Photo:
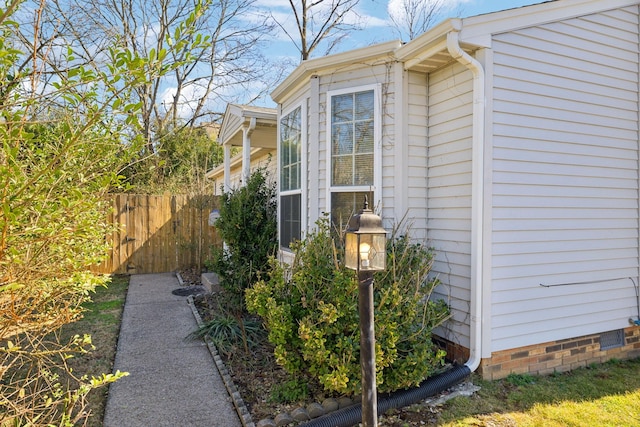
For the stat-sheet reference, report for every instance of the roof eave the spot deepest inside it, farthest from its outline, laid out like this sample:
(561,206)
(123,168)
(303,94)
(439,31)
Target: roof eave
+++
▶ STATED TASK: Swap every "roof eave" in the data above for "porch overhang" and change nothing else. Write out all of the data again, with the pictures omitted.

▶ RESPONSE:
Photo:
For the stat-sheet reference, report for every instance of the porch overhang the spot deepest inside it, farthest from its outline, laid out like this sample:
(561,206)
(123,168)
(303,94)
(439,31)
Target: porch overhang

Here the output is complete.